*GIVEN EXERCISE:* Rewrite these lines with "in this image" substituted for each "in this photo", changing nothing else. Leave the pictures out of your answer.

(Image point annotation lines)
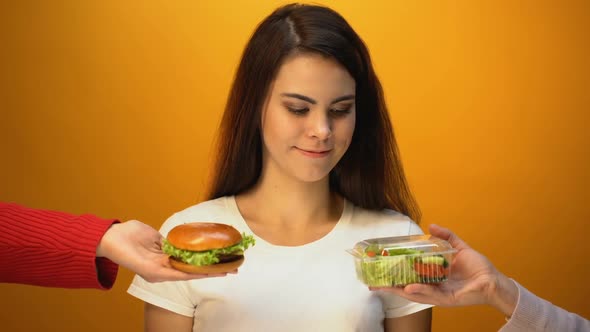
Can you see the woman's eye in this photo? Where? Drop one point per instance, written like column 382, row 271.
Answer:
column 340, row 111
column 298, row 111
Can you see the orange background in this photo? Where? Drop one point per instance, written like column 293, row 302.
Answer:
column 110, row 107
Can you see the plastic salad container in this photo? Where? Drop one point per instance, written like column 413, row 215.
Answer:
column 398, row 261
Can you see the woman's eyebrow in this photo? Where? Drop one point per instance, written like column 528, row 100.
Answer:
column 313, row 101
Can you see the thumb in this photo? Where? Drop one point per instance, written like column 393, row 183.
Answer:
column 447, row 235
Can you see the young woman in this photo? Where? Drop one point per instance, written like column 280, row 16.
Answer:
column 307, row 163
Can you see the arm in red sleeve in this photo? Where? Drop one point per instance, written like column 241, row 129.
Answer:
column 53, row 249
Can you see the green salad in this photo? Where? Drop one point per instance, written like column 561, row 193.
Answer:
column 401, row 266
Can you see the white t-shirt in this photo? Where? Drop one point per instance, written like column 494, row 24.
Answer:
column 312, row 287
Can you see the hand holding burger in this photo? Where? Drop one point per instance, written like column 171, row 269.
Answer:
column 206, row 248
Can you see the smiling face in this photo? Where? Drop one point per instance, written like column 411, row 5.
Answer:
column 309, row 118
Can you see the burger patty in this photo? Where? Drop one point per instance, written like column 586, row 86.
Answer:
column 228, row 258
column 222, row 258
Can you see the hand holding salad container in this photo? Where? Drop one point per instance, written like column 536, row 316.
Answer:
column 398, row 261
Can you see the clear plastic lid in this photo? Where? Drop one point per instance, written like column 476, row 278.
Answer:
column 401, row 245
column 398, row 261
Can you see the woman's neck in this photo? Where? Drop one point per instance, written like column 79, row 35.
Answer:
column 288, row 211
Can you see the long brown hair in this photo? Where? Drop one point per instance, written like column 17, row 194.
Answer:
column 370, row 174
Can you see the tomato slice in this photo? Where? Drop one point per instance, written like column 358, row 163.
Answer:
column 430, row 270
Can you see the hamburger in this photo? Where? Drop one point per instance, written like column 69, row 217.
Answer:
column 206, row 248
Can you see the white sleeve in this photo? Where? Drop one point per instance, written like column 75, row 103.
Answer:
column 171, row 295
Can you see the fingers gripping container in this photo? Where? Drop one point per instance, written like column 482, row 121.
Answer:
column 398, row 261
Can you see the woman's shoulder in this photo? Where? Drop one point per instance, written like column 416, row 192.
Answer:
column 215, row 210
column 385, row 222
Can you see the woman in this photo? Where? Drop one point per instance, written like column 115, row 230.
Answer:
column 309, row 164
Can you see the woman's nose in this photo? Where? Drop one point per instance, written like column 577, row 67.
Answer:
column 320, row 126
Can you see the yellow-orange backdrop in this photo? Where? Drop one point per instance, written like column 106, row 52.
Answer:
column 110, row 107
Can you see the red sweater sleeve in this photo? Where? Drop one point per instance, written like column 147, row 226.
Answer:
column 53, row 249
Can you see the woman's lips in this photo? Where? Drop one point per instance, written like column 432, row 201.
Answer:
column 314, row 153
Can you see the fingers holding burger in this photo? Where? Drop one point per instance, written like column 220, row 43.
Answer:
column 206, row 248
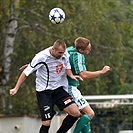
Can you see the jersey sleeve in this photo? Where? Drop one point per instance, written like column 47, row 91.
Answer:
column 67, row 63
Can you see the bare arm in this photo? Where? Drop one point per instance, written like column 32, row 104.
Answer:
column 21, row 79
column 70, row 74
column 89, row 74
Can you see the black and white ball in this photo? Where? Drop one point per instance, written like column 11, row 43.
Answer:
column 56, row 15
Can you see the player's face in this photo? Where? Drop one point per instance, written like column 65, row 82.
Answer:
column 58, row 52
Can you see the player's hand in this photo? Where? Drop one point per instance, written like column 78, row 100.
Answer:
column 23, row 67
column 76, row 77
column 13, row 91
column 105, row 69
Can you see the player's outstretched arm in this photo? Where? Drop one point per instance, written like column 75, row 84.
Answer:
column 23, row 67
column 70, row 74
column 21, row 79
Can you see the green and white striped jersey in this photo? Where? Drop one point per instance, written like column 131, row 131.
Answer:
column 77, row 61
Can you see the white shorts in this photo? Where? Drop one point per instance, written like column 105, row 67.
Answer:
column 78, row 98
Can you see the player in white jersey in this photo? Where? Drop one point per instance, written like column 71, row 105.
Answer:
column 51, row 66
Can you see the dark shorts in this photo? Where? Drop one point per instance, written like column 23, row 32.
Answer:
column 48, row 98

*RESPONSE TO THE TASK:*
Can you see the woman's eye in this image? Where? Drop one point per instance, written like column 382, row 271.
Answer:
column 340, row 111
column 298, row 111
Can you see the orange background in this image? Where? Drop one point per instance, written like column 293, row 302.
Answer:
column 110, row 107
Can you see the plastic salad container in this image? Where? Drop one point per instance, written like column 413, row 215.
Answer:
column 398, row 261
Can you see the woman's eyebrow in this image? Where? Drop one point per instance, written like column 528, row 100.
Answer:
column 313, row 101
Can you see the thumb in this image? Where? Drop one point per instance, written like column 393, row 183.
Answer:
column 447, row 235
Can you see the young woman in this image? Where? Drop one point per instance, written like column 280, row 16.
Answer:
column 307, row 163
Can you see the arm in red sleeve in this image? Where? Drop one point per instance, written like column 241, row 129.
Answer:
column 53, row 249
Can you see the green salad in this image? Where? Drop one point per instance, written like column 561, row 193.
Answer:
column 401, row 266
Can you see the white t-shirt in this image? Where? Drop one point per instance, written like column 494, row 24.
Answer:
column 312, row 287
Can you see the hand holding burger in this image? Where? Drop one point per instance, written like column 171, row 269.
Answer:
column 206, row 248
Can you see the smiling face in this image? Where? Drop one point per instance, written like column 411, row 5.
Answer:
column 309, row 118
Can you see the burger patty in this image? Where? Drop one point per instance, written like column 586, row 86.
Answer:
column 228, row 258
column 222, row 258
Can you see the hand holding salad container in this image? Where? Drop one point per instance, written like column 536, row 316.
Answer:
column 398, row 261
Can you see the clear plastic lid in this image? Where? Drop one point per instance, written like column 476, row 278.
Answer:
column 401, row 245
column 398, row 261
Can you see the woman's neck in this image? Where? Drop one point per instance, written like column 79, row 35.
Answer:
column 288, row 211
Can you see the long brown hair in this image? Where? Drop one point per instance, written like column 17, row 194.
Answer:
column 370, row 174
Can you see the tomato slice in this image? Where? Drop one point per instance, written like column 358, row 163.
Answer:
column 430, row 270
Can you see the hamburger in this image? Where? Drop one point per instance, written like column 69, row 217.
Answer:
column 206, row 248
Can you see the white sleeve in this image? Where? Drop one point per instance, written like column 75, row 103.
Answer:
column 171, row 295
Can you see the fingers gripping container in this image? Where? Drop one point per instance, written like column 482, row 121.
Answer:
column 398, row 261
Can you see the woman's shoulder in this image? Where? Drop one point per instance, written like column 416, row 192.
Answer:
column 215, row 210
column 385, row 222
Can you see the woman in this image? Where? Drop one point per instance, written like column 115, row 230.
Answer:
column 309, row 164
Can you see the woman's nose in this image? Where? Drop one point per instance, written like column 577, row 67.
Answer:
column 320, row 126
Can you see the yellow-orange backdrop in this image? Where? Drop one point per instance, written like column 106, row 52.
Answer:
column 110, row 107
Can you see the red sweater sleeve in this image? Where? Drop one point per instance, written like column 147, row 226.
Answer:
column 53, row 249
Can you see the woman's lips in this image? Where? Drop one point per instance, written like column 432, row 201.
Answer:
column 314, row 153
Can you see the fingers holding burger in this image? Where? Drop one point per instance, written like column 220, row 43.
Answer:
column 206, row 248
Can you see the jersey sleeve in this image? Where? Drop one point per instance, written like column 47, row 91.
Answer:
column 67, row 63
Can you see the bare arm in this image? Where? Drop one point per instance, written like column 32, row 104.
Answer:
column 21, row 79
column 70, row 74
column 89, row 74
Can you see the black and white ball in this image? Where? Drop one point per instance, written like column 11, row 43.
Answer:
column 56, row 15
Can you see the player's face in this image? Where? Drop one point per instance, written like column 65, row 82.
Answer:
column 58, row 52
Can you see the player's hand in this image? Where? Drop one point per instance, written like column 78, row 100.
Answer:
column 23, row 67
column 76, row 77
column 13, row 91
column 105, row 69
Can you see the player's outstretched arm in this image? Where? Drop one point per instance, written like column 75, row 84.
Answer:
column 23, row 67
column 70, row 74
column 21, row 79
Can you see the green and white striped jersey in this image? Where? Drop one point per instance, written like column 131, row 131.
Answer:
column 77, row 61
Can you see the white shorts in this image? Where? Drop one point per instance, written like column 105, row 67.
Answer:
column 78, row 98
Can you see the player in white jersey in this image? Where? Drop one point per instance, written like column 71, row 105.
Answer:
column 51, row 66
Can you see the dark shorts in this image? Where? Drop one point per instance, written like column 23, row 32.
Answer:
column 48, row 98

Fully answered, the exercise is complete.